TASK OBJECTIVE. Put these lines into a Markdown table with two columns, "n" for the row number and "Line" for the line itself. Leave out blank lines.

Mask labeling examples
------------------------------------------------------------------------
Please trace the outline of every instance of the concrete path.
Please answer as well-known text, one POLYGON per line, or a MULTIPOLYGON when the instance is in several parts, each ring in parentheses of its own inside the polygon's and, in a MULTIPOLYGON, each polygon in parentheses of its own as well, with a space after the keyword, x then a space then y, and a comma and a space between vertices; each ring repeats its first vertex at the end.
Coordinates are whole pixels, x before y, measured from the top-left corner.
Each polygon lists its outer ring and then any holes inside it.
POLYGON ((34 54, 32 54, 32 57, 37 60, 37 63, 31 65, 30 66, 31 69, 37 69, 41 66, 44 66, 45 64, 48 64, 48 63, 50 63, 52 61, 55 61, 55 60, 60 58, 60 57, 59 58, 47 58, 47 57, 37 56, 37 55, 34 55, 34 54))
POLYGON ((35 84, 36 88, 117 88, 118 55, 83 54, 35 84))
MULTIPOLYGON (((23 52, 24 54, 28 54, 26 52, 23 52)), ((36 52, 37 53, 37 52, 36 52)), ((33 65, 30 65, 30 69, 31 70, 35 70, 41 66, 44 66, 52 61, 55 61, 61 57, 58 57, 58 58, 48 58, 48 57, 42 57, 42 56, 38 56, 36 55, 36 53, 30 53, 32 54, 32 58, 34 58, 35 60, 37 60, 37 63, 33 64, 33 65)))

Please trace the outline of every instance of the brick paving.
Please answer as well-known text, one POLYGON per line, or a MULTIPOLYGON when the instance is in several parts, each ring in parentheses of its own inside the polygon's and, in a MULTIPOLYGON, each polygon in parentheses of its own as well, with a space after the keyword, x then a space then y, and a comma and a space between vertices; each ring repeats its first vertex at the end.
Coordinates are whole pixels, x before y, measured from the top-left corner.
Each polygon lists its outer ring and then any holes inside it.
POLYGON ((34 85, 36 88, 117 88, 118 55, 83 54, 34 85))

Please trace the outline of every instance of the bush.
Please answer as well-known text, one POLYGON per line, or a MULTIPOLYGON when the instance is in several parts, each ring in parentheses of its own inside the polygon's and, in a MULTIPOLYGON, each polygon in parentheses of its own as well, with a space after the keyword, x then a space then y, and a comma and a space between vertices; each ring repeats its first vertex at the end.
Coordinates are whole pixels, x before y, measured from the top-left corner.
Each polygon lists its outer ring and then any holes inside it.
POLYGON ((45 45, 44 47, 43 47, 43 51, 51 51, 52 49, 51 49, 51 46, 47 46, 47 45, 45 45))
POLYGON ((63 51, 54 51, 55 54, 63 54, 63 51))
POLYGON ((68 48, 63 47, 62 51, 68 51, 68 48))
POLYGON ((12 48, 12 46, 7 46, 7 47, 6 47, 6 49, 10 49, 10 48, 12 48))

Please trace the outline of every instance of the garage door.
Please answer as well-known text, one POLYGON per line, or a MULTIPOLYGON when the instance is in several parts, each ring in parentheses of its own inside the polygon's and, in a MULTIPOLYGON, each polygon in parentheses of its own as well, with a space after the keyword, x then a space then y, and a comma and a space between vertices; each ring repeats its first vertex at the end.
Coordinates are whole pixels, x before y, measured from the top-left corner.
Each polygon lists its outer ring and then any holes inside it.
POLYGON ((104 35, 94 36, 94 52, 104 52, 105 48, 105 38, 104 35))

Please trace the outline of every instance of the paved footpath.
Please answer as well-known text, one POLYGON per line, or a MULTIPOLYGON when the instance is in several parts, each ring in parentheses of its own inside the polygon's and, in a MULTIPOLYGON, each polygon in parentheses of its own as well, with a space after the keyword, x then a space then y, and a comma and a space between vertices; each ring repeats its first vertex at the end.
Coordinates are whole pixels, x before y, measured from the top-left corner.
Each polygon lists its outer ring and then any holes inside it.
------------------------------------------------------------------------
FINAL RESULT.
| n | Line |
|---|---|
| 1 | Please trace the outline of every instance of the concrete path. |
| 2 | Please answer as well-known text, one POLYGON per line, or a MULTIPOLYGON when the instance is in several parts, each ring in parentheses of its own inside the polygon's and, in a MULTIPOLYGON, each polygon in parentheses of its own as well, with a space after the keyword, x then a space then y, and a comma and a space between vertices; each ring repeats its first vertex at the end. |
| 3 | Coordinates are whole pixels, x before y, measured from the top-left corner. |
| 4 | Each polygon lists its outer ring and then any holes inside it. |
| 5 | POLYGON ((34 54, 32 54, 32 57, 37 60, 37 63, 31 65, 30 66, 31 69, 37 69, 41 66, 44 66, 45 64, 48 64, 48 63, 50 63, 52 61, 55 61, 55 60, 60 58, 60 57, 59 58, 47 58, 47 57, 37 56, 37 55, 34 55, 34 54)) |
| 6 | POLYGON ((35 84, 36 88, 117 88, 118 55, 83 54, 35 84)) |
| 7 | MULTIPOLYGON (((23 52, 24 54, 28 54, 26 52, 23 52)), ((36 52, 37 53, 37 52, 36 52)), ((33 65, 30 65, 30 69, 31 70, 35 70, 41 66, 44 66, 52 61, 55 61, 61 57, 58 57, 58 58, 48 58, 48 57, 42 57, 42 56, 38 56, 36 55, 36 53, 30 53, 32 54, 32 58, 34 58, 35 60, 37 60, 37 63, 33 64, 33 65))) |
| 8 | Please trace the outline of every instance of the brick paving. |
| 9 | Please answer as well-known text, one POLYGON per line, or a MULTIPOLYGON when the instance is in several parts, each ring in parentheses of its own inside the polygon's and, in a MULTIPOLYGON, each polygon in parentheses of its own as well, with a space after the keyword, x then a space then y, and a comma and a space between vertices; each ring repeats its first vertex at the end. |
| 10 | Coordinates are whole pixels, x before y, measured from the top-left corner. |
| 11 | Each polygon lists its outer ring and then any holes inside it. |
| 12 | POLYGON ((34 85, 36 88, 117 88, 118 55, 83 54, 34 85)) |
| 13 | Please trace the outline of every instance of the bush. |
| 14 | Please answer as well-known text, one POLYGON per line, or a MULTIPOLYGON when the instance is in several parts, each ring in parentheses of its own inside the polygon's and, in a MULTIPOLYGON, each polygon in parentheses of its own as well, with a space after the keyword, x then a space then y, and a comma and a space between vertices; each ring repeats its first vertex at the end. |
| 15 | Coordinates are whole pixels, x before y, measured from the top-left corner. |
| 16 | Each polygon lists its outer ring and then any holes inside it. |
| 17 | POLYGON ((45 45, 44 47, 43 47, 43 51, 51 51, 52 49, 51 49, 51 46, 47 46, 47 45, 45 45)) |
| 18 | POLYGON ((63 51, 54 51, 55 54, 63 54, 63 51)) |
| 19 | POLYGON ((68 48, 63 47, 62 51, 68 51, 68 48)) |
| 20 | POLYGON ((12 48, 12 46, 7 46, 7 47, 6 47, 6 49, 10 49, 10 48, 12 48)) |
| 21 | Please trace the outline of every instance of the garage door. |
| 22 | Please answer as well-known text, one POLYGON per line, or a MULTIPOLYGON when the instance is in several parts, each ring in parentheses of its own inside the polygon's and, in a MULTIPOLYGON, each polygon in parentheses of its own as well, with a space after the keyword, x then a space then y, and a comma and a space between vertices; each ring repeats its first vertex at the end. |
| 23 | Coordinates are whole pixels, x before y, measured from the top-left corner. |
| 24 | Each polygon lists its outer ring and then any holes inside it. |
| 25 | POLYGON ((104 35, 94 36, 94 52, 104 52, 105 48, 105 38, 104 35)) |
| 26 | Please trace the outline of every instance of the paved footpath. |
| 27 | Please answer as well-known text, one POLYGON per line, or a MULTIPOLYGON when the instance is in several parts, each ring in parentheses of its own inside the polygon's and, in a MULTIPOLYGON, each polygon in parentheses of its own as well, with a space after the keyword, x then a space then y, and a comma and a space between vertices; each ring repeats its first vertex at the end. |
| 28 | Coordinates are whole pixels, x before y, measured from the top-left corner. |
| 29 | Each polygon lists its outer ring and then any holes inside it. |